I have taken some baby steps - recently I took time to have a good purge of my wardrobe, working towards restricting myself to a maximum number of certain types of clothing - socks, underwear, T-shirts, jeans etc. I made three piles: Donate; Recycle, Bin. Things that still have life in them went to charity shops, scrappy old T’s went to the rag draw and the rest recycled or binned as appropriate. And now before and when buying I focus on quality, responsibly sourced goods. I also still have a long way to go!
For the second half of this article I offer some thoughts on intuition and intelligence:
Recently I have read two books that have really helped me think more deeply about these. Daniel Kahneman’s tome Thinking Fast and Slow(2) that earned him the Nobel prize for his contribution to behavioural economics and Blink(3) by Malcolm Gladwell, which is all about intuition. At surface level these books seem at odds with one another, however, I find them to be really complementary.
Kahneman talks at length how he worked with one of his academic rivals Gary Klein. Klein’s work focuses on the validity of expert opinion (in the field of naturalistic decision making) and much of Kahneman’s text systematically shows how well thought out algorithms beat experts in predicting outcomes.

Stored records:

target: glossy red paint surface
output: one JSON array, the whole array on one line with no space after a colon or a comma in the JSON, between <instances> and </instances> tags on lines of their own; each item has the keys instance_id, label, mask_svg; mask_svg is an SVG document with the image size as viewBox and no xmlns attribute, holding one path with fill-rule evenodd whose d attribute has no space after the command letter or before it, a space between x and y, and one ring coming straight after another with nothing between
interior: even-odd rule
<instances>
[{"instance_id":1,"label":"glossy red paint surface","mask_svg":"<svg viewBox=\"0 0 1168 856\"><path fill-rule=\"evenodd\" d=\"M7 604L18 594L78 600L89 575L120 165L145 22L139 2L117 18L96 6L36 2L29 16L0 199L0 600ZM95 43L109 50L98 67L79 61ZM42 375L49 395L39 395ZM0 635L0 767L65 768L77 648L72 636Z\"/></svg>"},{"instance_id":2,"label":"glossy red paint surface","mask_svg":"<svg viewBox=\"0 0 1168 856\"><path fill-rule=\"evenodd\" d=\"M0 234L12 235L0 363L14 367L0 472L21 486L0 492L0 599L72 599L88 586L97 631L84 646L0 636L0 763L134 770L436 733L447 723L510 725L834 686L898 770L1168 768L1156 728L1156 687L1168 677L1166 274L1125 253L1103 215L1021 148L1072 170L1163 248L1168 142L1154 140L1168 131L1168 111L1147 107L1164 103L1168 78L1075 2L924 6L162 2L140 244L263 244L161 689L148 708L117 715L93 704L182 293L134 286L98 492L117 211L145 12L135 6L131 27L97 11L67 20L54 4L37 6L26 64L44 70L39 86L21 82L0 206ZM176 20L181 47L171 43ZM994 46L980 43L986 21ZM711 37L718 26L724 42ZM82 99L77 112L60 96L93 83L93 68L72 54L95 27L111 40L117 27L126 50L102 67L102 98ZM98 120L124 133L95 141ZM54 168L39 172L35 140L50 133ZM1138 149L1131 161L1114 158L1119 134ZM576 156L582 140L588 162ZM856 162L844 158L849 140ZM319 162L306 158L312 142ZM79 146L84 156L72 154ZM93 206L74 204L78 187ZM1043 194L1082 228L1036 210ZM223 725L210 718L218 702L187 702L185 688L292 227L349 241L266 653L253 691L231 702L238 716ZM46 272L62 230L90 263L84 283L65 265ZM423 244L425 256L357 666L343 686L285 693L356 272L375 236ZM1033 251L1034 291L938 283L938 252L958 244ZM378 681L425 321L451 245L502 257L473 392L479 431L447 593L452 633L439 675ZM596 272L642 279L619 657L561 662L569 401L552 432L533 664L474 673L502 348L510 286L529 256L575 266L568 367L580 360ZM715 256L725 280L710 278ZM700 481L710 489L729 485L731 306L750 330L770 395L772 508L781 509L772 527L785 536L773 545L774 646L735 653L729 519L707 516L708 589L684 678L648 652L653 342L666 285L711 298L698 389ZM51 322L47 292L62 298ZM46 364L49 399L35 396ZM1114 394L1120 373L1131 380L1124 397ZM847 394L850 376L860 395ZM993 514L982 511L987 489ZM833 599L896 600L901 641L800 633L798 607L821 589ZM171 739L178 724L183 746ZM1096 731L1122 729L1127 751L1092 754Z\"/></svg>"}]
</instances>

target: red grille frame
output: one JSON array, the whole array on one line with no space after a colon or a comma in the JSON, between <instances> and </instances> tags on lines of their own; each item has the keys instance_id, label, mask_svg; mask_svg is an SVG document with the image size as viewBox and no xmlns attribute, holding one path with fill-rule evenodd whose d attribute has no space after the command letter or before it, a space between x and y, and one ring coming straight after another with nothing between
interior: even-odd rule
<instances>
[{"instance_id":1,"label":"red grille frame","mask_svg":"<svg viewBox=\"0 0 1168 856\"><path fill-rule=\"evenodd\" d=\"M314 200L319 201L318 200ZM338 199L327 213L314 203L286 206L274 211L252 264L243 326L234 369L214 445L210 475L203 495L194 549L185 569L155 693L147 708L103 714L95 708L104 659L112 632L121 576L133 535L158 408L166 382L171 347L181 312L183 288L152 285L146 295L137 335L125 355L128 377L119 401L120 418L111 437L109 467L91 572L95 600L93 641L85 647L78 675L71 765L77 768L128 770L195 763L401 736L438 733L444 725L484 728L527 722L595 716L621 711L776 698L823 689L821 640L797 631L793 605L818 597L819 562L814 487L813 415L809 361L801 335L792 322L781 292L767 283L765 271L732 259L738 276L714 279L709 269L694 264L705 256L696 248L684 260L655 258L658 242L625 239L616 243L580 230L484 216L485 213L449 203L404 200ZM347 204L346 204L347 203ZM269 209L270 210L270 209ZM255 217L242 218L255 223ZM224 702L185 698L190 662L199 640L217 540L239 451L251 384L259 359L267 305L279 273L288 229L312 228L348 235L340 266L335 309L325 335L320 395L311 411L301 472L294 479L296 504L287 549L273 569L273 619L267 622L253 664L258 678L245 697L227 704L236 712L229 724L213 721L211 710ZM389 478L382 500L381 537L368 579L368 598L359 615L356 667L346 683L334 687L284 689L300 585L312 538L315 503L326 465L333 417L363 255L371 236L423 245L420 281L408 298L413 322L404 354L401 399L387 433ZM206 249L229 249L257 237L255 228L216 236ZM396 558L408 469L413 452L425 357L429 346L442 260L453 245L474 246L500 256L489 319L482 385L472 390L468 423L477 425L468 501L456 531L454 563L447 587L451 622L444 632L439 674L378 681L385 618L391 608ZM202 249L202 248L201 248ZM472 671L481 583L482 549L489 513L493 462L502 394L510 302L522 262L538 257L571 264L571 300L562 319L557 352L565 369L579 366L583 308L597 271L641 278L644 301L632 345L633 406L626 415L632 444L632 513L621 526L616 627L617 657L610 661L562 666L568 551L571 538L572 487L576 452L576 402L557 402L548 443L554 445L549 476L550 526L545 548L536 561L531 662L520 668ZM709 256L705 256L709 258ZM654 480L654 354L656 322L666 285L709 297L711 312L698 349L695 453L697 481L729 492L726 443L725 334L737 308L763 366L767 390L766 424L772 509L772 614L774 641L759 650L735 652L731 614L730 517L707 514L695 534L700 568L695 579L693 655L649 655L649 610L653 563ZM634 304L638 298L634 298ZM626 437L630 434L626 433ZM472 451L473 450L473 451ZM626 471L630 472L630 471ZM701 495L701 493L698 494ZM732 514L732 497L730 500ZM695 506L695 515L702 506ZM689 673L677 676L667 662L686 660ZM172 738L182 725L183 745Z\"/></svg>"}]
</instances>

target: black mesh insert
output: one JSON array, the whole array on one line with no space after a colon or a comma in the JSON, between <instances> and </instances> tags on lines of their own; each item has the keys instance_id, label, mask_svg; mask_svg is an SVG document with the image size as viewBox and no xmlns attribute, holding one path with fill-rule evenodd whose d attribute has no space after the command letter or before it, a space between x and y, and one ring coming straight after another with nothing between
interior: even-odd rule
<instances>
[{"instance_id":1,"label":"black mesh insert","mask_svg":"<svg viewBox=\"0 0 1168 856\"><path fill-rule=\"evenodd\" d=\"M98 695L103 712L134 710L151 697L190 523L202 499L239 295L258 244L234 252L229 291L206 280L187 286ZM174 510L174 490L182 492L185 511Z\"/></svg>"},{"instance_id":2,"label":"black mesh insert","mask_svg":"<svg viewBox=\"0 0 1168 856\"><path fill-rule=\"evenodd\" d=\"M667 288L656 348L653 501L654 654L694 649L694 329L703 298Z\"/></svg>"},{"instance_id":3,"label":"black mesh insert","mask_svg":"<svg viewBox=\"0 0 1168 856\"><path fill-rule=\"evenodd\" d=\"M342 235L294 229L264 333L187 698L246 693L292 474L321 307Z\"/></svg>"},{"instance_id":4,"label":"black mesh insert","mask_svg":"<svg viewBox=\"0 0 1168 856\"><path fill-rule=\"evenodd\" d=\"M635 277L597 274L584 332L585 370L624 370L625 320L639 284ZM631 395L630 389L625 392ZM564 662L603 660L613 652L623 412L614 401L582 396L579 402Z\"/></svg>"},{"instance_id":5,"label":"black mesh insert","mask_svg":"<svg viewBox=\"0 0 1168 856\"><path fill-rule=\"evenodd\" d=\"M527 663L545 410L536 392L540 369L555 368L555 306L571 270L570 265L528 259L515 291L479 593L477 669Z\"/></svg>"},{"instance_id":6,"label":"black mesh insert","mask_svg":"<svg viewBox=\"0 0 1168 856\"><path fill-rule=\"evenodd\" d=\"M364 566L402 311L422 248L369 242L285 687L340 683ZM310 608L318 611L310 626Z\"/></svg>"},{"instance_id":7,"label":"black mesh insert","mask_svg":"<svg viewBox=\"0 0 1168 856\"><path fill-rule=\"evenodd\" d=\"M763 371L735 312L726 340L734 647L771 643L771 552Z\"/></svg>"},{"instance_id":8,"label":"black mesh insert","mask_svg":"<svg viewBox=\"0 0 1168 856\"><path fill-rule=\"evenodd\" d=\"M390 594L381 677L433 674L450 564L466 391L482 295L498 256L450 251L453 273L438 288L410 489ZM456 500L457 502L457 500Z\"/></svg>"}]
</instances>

EXERCISE TASKS:
1 > Condense the paragraph of the article excerpt above that begins "I have taken some baby steps" into a shorter version that keeps its main facts.
2 > Extend the article excerpt on intuition and intelligence, picking up after its final sentence.

ACTIVITY ANSWERS:
1 > A first small step was clearing out the wardrobe, with the aim of capping how many socks, underwear, T-shirts, jeans and similar items are kept. Clothing was sorted into three piles (donate, recycle and bin). Usable items went to charity shops, worn-out T-shirts were set aside as rags, and the rest was recycled or thrown away. Purchases now focus on quality, responsibly sourced goods, although much remains to be done.

2 >
However, the examples of outcomes given refer to predicting events somewhat into the future - the performance of stocks and shares in 12 months being one example used. Kahneman credibly demonstrates how traders keep stock that under performs and sell stock that performs better, and there’s a statistically significant difference between their performance and solid formula, where the formula wins each time.
Klein’s work on the other hand shows how experts in certain fields are able to make decisions that cannot be replicated by models - examples are cited of how fire captains have sensed something’s not right about a situation and pulled out their crews moments before roofs would have collapsed on them. Which is right?
For me both are valid and not at all contradictory. Both rely on expert knowledge gleaned from years of studying, observing and experience in their field. Neither would be able to make good decisions without this knowledge and experience, but the application is significantly different in that one looks at “in the moment” decisions and the other looks at longer term outcomes.
What’s interesting about Kahneman’s work is that he then goes on to show how regular economic theory is abandoned time after time because of other behavioural factors such as loss aversion, endowment theory, possibility, certainty and many others. Fascinating stuff!
The key is the expertise that “experts” have worked so hard to achieve. Too many of us like to think we are experts while having minimal knowledge or experience. Classic example from British culture: Observe a group of blokes watching sport on TV in a pub - they all seem to know way more than the people they are watching on the TV! Really?
As I reflect on these things and my values I challenge myself to remain courageously curious and maybe, before offering opinions, predictions and pearls of wisdom, I should consider my own level of expertise? How about you?
- Rich Roll Podcast episode 634.
- Thinking Fast and Slow. Daniel Kahneman. 2012. Penguin Books.
- Blink: The Power of Thinking without Thinking. Malcolm Gladwell. 2006.